== SOURCE EXTRACT ==
It does involve some overhead mainly consisting of the mapping of sliced indices back to the real indices after the contactmap or frequency has been calculated. This overhead could be significant in the case where the resulting contactmap/frequency is dense (resulting in a lot of keys to be mapped) and very little is sliced away (triggering the optimization).

This notebook will show such a worst case scenario and how to disable this optimization.


## The worst case example
This is only adding a noticeable overhead for `ContactMap` in this case, but this could be worse for other systems

In [1]:
%matplotlib inline
import matplotlib.pyplot as plt
import mdtraj as md
traj = md.load("5550217/kras.xtc", top="5550217/kras.pdb")
topology = traj.topology

In [2]:
from contact_map import ContactMap, ContactFrequency, ContactDifference

In [3]:
# Select all atoms
atoms = range(topology.n_atoms)

# Slice away a single atom so the optimization is triggered
used_atoms = atoms [1:]

In [4]:
%%time
frame_contacts = ContactMap(traj[0], query=used_atoms, haystack=used_atoms)

CPU times: user 824 ms, sys: 48 ms, total: 872 ms
Wall time: 291 ms


In [5]:
%%time
trajectory_contacts = ContactFrequency(traj, query=used_atoms, 
                                       haystack=used_atoms)

CPU times: user 1min 12s, sys: 3.28 s, total: 1min 16s
Wall time: 20.6 s


In [6]:
# Check if the optimization was triggered
trajectory_contacts.use_atom_slice

True

## Disabling  `use_atom_slice`

The default for `use_atom_slice` is take from the class variables, to disable `use_atom_slice` set `class._class_use_atom_slice = False`

In [7]:
ContactMap._class_use_atom_slice = False
ContactFrequency._class_use_atom_slice = False
ContactDifference._class_use_atom_slice = False

In [8]:
%%time
frame_contacts = ContactMap(traj[0], query=used_atoms, haystack=used_atoms)

== EXTRACTED ENTRIES ==
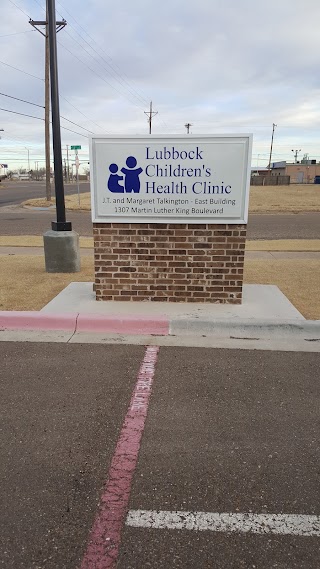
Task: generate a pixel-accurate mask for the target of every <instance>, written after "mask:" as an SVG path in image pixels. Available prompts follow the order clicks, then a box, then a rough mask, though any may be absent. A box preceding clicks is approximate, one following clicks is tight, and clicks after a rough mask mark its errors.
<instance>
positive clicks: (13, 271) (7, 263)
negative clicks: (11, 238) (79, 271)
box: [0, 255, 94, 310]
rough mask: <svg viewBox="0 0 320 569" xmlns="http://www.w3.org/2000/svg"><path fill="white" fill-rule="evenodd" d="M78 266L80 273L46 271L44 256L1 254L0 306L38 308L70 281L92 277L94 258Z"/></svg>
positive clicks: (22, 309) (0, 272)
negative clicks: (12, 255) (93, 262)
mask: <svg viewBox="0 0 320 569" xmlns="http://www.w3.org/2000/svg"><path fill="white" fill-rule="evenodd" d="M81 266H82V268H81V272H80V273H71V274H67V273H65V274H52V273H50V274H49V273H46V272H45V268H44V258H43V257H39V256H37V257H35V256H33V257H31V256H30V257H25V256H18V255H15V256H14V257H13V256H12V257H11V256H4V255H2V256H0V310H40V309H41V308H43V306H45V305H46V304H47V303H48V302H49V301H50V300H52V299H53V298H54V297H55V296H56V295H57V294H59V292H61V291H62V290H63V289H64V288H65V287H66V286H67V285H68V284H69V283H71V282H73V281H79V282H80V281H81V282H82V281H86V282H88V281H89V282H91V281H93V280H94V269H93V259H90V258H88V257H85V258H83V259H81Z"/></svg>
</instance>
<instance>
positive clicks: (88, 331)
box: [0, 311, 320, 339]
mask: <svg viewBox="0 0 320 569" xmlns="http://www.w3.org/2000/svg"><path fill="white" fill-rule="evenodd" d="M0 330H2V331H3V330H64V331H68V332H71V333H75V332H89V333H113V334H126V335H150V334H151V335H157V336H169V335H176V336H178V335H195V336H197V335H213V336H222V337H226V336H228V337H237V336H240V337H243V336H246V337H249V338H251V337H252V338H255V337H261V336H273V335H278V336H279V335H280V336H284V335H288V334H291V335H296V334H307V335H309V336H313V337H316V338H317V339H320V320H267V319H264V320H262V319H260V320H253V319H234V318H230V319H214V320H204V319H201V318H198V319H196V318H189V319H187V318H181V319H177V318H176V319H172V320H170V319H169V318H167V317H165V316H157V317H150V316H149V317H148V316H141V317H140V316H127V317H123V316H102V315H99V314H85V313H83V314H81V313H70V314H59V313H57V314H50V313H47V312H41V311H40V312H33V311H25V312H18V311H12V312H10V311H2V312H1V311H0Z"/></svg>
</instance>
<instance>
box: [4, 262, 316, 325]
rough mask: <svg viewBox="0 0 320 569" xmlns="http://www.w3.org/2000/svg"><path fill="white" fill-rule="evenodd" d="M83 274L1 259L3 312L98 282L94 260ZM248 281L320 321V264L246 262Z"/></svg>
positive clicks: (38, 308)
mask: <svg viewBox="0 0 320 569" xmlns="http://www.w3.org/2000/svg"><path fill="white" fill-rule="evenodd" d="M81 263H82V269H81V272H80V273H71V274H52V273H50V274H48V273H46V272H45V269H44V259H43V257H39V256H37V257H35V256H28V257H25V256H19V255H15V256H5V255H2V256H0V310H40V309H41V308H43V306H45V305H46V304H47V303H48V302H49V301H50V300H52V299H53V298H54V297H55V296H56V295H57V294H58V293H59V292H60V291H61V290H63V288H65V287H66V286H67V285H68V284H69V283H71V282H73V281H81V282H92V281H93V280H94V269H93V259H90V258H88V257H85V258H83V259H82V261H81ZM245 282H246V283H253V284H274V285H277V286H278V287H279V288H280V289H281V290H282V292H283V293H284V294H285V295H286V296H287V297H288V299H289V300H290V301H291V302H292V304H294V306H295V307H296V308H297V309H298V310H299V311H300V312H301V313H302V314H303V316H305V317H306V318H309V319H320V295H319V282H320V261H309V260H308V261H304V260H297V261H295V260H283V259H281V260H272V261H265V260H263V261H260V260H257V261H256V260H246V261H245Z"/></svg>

== PROBLEM SET ==
a - In the contact-map notebook excerpt, how many atoms are sliced away to trigger the optimization?
b - Extend the contact-map notebook excerpt, picking up right after its final line.

== SOLVED PROBLEMS ==
a - A single atom.

b -
CPU times: user 668 ms, sys: 20 ms, total: 688 ms
Wall time: 204 ms


In [9]:
%%time
trajectory_contacts = ContactFrequency(traj, query=used_atoms, 
                                       haystack=used_atoms)

CPU times: user 1min 12s, sys: 3.42 s, total: 1min 15s
Wall time: 21.1 s


In [10]:
trajectory_contacts.use_atom_slice

False

## Speedup on a real use case

So the example where both the query and haystack are defined, would be an example of a real world case. Lets see what the slowdown would be if we did not use `atoms_slice` 

In [25]:
switch1 = topology.select("resSeq 32 to 38 and symbol != 'H'")
cations = topology.select("resname NA or resname MG")


In [26]:
# Set class_atom_slice to True
ContactMap._class_use_atom_slice = True
ContactFrequency._class_use_atom_slice = True
ContactDifference._class_use_atom_slice = True

In [27]:
%%time
cations_switch1 = ContactFrequency(trajectory=traj, query=cations, haystack=switch1)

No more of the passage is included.